=== Your instructions ===
Using the records that follow, tally the lines containing the word "above" and state only the count.

=== Records for the task ===
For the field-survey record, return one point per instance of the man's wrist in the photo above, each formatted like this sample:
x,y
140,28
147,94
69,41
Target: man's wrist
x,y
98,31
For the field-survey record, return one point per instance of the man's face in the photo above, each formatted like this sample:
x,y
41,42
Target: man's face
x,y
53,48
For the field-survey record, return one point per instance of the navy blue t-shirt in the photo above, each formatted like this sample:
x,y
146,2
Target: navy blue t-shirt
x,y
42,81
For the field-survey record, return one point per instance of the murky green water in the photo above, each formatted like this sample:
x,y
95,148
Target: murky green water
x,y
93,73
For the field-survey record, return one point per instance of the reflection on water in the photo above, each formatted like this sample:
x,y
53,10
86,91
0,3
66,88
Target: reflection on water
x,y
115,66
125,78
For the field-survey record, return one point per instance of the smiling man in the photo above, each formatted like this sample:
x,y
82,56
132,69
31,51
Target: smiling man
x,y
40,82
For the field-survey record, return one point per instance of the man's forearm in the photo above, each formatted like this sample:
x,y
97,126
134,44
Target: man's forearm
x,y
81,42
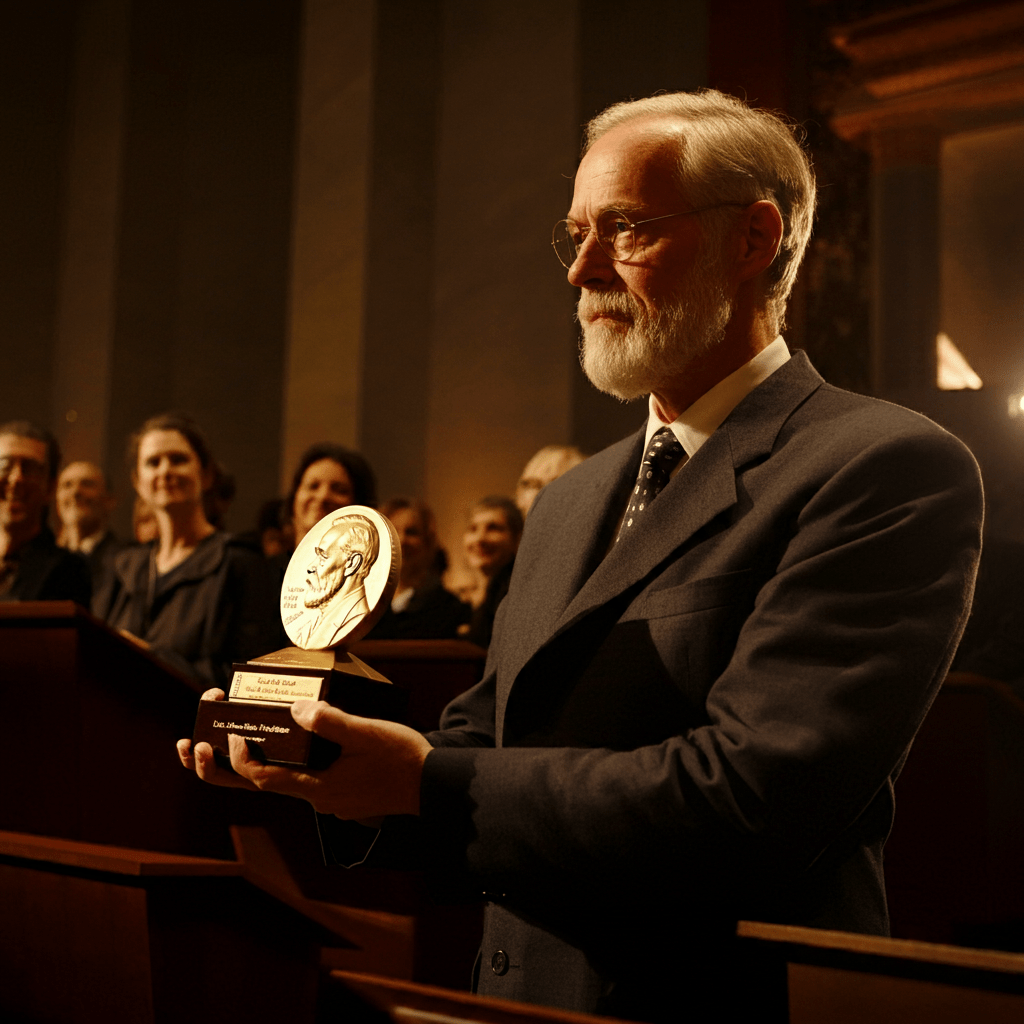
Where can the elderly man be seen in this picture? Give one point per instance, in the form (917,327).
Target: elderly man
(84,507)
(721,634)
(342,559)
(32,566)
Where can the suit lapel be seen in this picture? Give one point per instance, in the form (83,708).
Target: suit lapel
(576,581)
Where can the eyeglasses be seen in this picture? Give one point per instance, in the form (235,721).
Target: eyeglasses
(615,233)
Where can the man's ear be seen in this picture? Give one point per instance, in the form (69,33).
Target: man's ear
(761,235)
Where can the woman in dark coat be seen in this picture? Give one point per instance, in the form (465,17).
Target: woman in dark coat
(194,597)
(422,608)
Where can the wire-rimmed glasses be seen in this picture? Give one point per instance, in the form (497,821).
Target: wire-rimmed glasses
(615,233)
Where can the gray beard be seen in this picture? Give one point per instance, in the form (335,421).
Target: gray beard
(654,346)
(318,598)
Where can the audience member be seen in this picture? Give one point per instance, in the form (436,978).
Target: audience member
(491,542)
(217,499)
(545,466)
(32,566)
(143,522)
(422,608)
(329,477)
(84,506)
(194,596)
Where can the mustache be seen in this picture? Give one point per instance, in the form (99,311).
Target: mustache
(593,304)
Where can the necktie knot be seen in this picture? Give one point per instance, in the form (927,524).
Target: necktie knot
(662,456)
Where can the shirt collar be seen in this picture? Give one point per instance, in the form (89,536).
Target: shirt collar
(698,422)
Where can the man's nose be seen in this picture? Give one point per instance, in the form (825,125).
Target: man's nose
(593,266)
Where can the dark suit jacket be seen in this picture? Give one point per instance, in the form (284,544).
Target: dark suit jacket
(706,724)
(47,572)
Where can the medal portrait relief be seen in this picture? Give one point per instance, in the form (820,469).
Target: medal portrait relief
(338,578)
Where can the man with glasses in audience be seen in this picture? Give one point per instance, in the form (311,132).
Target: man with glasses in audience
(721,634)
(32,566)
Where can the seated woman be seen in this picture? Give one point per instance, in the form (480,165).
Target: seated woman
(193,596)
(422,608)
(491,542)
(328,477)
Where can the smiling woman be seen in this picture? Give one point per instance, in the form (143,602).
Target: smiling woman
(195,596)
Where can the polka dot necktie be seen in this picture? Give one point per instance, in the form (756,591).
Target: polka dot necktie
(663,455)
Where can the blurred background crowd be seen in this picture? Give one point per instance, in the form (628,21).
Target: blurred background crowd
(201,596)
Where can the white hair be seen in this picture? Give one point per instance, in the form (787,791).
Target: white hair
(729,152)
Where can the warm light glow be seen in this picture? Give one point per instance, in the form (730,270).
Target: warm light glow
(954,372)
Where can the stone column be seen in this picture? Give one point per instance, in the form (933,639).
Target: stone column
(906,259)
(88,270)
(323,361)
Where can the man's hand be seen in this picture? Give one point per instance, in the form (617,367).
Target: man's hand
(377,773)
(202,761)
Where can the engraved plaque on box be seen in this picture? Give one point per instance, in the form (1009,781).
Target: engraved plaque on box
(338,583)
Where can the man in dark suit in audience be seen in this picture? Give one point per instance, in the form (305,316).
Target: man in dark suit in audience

...

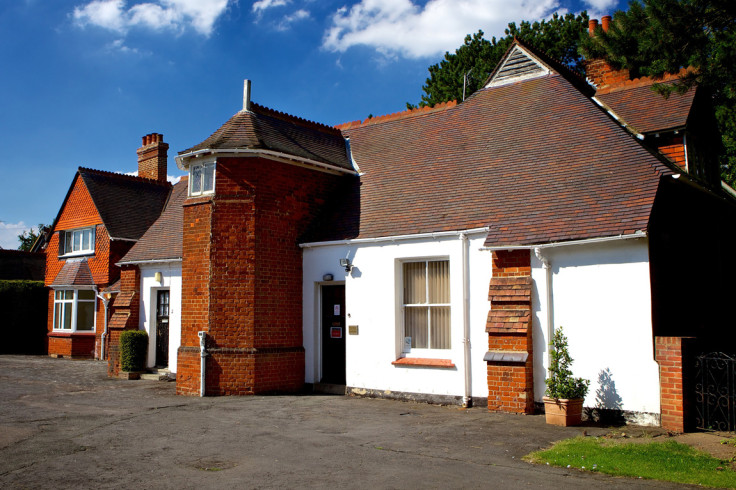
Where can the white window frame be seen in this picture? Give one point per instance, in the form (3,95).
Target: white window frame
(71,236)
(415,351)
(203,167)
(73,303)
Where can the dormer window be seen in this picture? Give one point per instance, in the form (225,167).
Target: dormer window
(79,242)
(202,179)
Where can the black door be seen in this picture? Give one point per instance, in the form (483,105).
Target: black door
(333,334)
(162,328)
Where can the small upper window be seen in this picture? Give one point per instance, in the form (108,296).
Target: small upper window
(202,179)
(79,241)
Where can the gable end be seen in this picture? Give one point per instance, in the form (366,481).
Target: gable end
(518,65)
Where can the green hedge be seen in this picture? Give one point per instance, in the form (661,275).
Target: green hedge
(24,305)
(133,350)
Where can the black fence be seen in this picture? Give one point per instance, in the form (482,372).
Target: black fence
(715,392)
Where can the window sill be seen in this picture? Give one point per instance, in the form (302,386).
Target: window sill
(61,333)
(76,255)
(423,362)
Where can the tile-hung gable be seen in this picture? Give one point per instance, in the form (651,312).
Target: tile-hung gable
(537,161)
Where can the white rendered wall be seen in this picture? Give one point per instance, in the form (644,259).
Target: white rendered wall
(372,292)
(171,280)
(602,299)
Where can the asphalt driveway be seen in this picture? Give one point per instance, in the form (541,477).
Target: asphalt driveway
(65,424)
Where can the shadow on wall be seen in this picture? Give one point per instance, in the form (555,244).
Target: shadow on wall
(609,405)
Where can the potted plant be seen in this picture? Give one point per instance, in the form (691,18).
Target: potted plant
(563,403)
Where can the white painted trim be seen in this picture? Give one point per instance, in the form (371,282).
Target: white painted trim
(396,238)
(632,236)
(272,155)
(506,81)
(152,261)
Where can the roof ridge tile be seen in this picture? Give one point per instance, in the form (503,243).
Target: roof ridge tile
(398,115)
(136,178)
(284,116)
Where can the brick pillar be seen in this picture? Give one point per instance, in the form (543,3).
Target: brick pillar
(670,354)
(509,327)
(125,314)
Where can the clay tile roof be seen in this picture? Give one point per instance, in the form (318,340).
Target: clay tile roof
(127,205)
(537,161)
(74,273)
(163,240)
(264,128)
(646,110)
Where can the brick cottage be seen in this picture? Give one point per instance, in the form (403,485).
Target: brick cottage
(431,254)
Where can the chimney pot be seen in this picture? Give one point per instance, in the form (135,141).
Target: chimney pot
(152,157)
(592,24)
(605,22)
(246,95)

=== Answer ===
7